(Auszüge aus Daten zu beschrifteten Bereichen)
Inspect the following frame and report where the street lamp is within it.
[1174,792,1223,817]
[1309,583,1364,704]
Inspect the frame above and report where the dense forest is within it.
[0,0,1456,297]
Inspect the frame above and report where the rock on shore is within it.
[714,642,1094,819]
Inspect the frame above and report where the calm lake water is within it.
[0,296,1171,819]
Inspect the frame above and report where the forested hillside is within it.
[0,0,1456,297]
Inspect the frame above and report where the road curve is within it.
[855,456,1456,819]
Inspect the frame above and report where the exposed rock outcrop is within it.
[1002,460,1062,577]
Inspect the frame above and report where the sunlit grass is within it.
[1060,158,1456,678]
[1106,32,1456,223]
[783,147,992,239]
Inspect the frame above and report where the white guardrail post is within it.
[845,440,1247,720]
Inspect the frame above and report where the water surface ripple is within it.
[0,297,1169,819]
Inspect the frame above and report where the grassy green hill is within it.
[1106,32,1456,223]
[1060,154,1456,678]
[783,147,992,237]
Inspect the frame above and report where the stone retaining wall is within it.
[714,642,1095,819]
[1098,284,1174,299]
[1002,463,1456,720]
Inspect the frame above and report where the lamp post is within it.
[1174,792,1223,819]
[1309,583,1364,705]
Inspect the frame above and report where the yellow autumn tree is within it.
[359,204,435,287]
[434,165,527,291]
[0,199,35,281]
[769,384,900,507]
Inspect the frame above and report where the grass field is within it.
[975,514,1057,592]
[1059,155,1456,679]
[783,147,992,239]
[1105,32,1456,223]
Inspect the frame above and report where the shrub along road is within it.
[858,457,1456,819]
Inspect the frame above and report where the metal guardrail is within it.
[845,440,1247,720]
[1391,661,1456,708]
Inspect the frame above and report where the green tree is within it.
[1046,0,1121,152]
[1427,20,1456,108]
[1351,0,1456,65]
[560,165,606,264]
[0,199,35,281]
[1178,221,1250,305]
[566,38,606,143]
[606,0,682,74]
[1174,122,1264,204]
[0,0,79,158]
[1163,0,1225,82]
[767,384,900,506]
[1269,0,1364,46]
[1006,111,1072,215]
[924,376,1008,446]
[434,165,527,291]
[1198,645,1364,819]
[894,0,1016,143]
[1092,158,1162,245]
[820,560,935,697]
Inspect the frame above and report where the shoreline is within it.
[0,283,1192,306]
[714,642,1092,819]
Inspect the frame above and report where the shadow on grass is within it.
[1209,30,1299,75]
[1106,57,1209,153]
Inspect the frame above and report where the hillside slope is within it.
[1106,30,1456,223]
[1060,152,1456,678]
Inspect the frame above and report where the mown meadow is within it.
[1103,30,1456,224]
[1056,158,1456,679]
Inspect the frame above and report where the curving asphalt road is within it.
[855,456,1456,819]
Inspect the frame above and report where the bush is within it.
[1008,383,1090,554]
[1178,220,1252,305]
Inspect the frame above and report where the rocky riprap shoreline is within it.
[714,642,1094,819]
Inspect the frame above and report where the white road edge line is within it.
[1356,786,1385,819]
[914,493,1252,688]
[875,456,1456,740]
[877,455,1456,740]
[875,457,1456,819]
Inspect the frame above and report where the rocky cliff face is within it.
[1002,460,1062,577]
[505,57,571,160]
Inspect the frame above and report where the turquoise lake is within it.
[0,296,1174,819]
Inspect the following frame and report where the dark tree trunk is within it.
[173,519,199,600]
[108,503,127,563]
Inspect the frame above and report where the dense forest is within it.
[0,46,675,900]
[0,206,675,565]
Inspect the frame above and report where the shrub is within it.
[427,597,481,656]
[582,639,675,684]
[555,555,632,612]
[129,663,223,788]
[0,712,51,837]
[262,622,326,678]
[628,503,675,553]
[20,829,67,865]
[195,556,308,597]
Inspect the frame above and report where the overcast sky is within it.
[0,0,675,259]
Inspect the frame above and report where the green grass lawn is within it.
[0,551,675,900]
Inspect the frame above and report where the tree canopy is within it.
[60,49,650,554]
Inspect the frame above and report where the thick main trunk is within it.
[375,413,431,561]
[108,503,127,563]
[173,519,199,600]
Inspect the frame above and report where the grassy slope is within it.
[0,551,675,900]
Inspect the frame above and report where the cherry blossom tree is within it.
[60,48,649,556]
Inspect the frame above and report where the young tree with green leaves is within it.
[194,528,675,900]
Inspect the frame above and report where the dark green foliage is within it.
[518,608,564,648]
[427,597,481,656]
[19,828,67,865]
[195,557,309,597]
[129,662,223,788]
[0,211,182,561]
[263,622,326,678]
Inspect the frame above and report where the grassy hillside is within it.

> Gestellte Aufgabe: Kannst du alle Datensätze noch einmal wiedergeben und dabei überall „frame“ zu „scene“ ändern, ohne sonst etwas anzutasten?

> Die Antwort:
Inspect the following scene and report where the street lamp is within it.
[1174,792,1223,817]
[1309,583,1364,704]
Inspect the scene above and report where the dense forest is within it.
[0,0,1456,297]
Inspect the scene above and report where the rock on shore is within it.
[714,642,1094,819]
Inspect the scene above and report where the calm lake water is within it.
[0,296,1171,819]
Inspect the scene above and report where the forested hillside is within it.
[0,0,1456,297]
Inspect the scene above and report where the road curve is within it.
[855,456,1456,819]
Inspect the scene above and report where the exposed rock outcrop is within it.
[1002,460,1062,577]
Inspect the scene above and report where the sunlit grass is within it.
[1060,158,1456,678]
[1106,32,1456,223]
[783,147,992,239]
Inspect the scene above and report where the white guardrail post is within it.
[845,440,1247,720]
Inspect the scene above and report where the water surface ripple is within it.
[0,297,1169,819]
Inspect the scene above and report where the grassy green hill is within it.
[1106,32,1456,223]
[1060,154,1456,678]
[783,147,992,237]
Inspect the scene above and report where the stone retaining wall is within it.
[714,642,1095,819]
[1098,284,1174,299]
[1002,463,1456,720]
Inspect the scene above and report where the lamp post is within it.
[1174,792,1223,819]
[1309,583,1364,705]
Inspect the scene above and report where the yellow autumn tree is within it.
[359,204,435,287]
[434,165,527,291]
[0,199,35,281]
[769,384,900,507]
Inspect the scene above and report where the grass field is within it.
[975,514,1057,592]
[1059,155,1456,679]
[783,147,992,239]
[1105,32,1456,223]
Inspect the scene above and report where the shrub along road is within it.
[858,457,1456,819]
Inspect the scene above and report where the metal guardrail is within it.
[845,440,1247,720]
[1391,661,1456,708]
Inspect the scene above and report where the green tree is within it.
[1046,0,1121,152]
[1427,20,1456,108]
[1351,0,1456,65]
[560,165,606,264]
[0,199,35,281]
[1178,221,1250,305]
[566,38,606,143]
[606,0,682,74]
[1174,122,1264,204]
[0,0,79,158]
[1163,0,1225,82]
[767,384,900,506]
[1269,0,1364,46]
[1006,111,1072,215]
[924,376,1008,446]
[434,165,527,291]
[1198,645,1364,819]
[894,0,1016,143]
[1092,158,1162,245]
[820,560,935,697]
Inspect the scene above and report where the shoreline is within it.
[0,283,1192,306]
[714,642,1092,819]
Inspect the scene above and report where the shadow on grass is within it.
[1209,30,1299,75]
[1106,57,1209,153]
Inspect the scene above and report where the hillside slope is within it.
[1106,30,1456,223]
[1060,152,1456,678]
Inspect the scene above and report where the mown meadow is within it.
[1103,30,1456,224]
[1056,158,1456,679]
Inspect the scene above and report where the curving asphalt road is within it.
[855,456,1456,819]
Inspect the scene above and report where the bush is within it.
[1008,383,1090,554]
[1178,220,1252,305]
Inspect the scene above and report where the rocky riprap shoreline is within it.
[714,642,1094,819]
Inspect the scene above and report where the white road edge line is within it.
[1356,786,1385,819]
[914,493,1252,688]
[875,456,1456,740]
[877,455,1456,740]
[875,457,1456,819]
Inspect the scene above and report where the rocky cliff face is within it.
[1002,460,1062,577]
[505,57,571,160]
Inspect the scene above and report where the turquoise lake is within it.
[0,296,1174,819]
Inspect the following scene and report where the dark tree trunk is within it.
[173,519,199,600]
[108,503,127,563]
Inspect the scene above and report where the dense forest is within it.
[0,46,675,900]
[0,206,675,565]
Inspect the scene above and report where the shrub is within it.
[427,597,481,656]
[582,639,675,684]
[555,555,632,612]
[129,663,223,788]
[0,712,51,837]
[262,622,326,678]
[628,503,675,553]
[20,829,67,865]
[195,556,308,597]
Inspect the scene above and report where the overcast sky is within it.
[0,0,675,259]
Inspect the scene above and report where the green grass lawn is within it.
[0,551,675,900]
Inspect the scene above and report where the tree canopy is within it.
[60,49,650,554]
Inspect the scene above and report where the thick main trunk is within it.
[375,413,431,561]
[108,503,127,563]
[173,519,199,600]
Inspect the scene above and report where the grassy slope is within it.
[0,551,675,900]
Inspect the scene above and report where the cherry blossom tree is within it.
[60,48,649,556]
Inspect the scene above and report where the young tree with green leaves is within it.
[194,528,675,900]
Inspect the scene above and report where the dark green foliage is within it.
[518,608,564,648]
[427,597,481,656]
[19,828,67,865]
[195,557,309,597]
[129,662,223,788]
[0,211,182,561]
[263,622,326,678]
Inspect the scene above and report where the grassy hillside is within it.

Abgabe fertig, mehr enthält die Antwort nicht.